▸ Input material:
= Beginning of Section =

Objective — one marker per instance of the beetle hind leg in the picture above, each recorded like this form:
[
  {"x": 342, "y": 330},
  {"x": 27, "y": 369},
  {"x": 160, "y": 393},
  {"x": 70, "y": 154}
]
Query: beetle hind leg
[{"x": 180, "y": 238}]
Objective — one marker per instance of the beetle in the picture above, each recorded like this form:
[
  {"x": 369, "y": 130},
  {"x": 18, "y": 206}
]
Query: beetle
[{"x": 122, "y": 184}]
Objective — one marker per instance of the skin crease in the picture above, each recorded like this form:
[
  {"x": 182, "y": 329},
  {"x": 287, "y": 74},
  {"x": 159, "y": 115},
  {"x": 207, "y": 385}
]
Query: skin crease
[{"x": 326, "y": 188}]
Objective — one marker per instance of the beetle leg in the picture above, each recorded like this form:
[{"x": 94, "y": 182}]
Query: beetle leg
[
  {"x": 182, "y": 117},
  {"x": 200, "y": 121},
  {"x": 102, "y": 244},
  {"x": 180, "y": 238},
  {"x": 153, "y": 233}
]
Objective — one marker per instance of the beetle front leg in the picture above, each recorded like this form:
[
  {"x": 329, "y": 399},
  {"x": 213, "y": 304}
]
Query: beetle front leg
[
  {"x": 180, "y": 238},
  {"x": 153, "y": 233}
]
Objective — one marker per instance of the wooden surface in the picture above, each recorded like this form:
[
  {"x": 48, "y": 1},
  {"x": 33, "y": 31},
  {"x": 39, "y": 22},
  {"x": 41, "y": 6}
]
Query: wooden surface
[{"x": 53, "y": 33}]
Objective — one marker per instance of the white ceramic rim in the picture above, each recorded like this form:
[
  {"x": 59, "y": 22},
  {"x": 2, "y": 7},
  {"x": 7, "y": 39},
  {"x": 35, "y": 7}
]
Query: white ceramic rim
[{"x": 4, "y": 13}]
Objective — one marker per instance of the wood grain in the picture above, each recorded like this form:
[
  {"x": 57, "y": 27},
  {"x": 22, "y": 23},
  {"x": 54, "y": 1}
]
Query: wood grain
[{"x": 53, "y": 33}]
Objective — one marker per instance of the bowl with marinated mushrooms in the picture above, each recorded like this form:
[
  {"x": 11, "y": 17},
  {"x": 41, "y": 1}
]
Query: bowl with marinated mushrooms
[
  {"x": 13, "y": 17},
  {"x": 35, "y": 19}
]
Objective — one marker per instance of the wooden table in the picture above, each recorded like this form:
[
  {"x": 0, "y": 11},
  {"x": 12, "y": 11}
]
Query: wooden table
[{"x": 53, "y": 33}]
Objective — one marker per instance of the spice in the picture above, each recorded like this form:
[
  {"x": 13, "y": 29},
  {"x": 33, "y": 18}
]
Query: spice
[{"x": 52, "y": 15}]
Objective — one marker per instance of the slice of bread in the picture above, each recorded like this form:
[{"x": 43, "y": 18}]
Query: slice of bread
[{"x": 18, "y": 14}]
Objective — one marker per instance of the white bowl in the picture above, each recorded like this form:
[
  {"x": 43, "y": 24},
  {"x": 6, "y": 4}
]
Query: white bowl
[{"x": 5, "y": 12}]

= End of Section =

▸ About this task: Write out again, exactly, the line containing "Query: slice of bread" and every later line of the records. Omit the rest.

▸ Answer to this task:
Query: slice of bread
[{"x": 18, "y": 14}]
Objective — one marker per instance of the white bowl in the picture above, each recorded like this form:
[
  {"x": 43, "y": 24},
  {"x": 6, "y": 4}
]
Query: white bowl
[{"x": 5, "y": 12}]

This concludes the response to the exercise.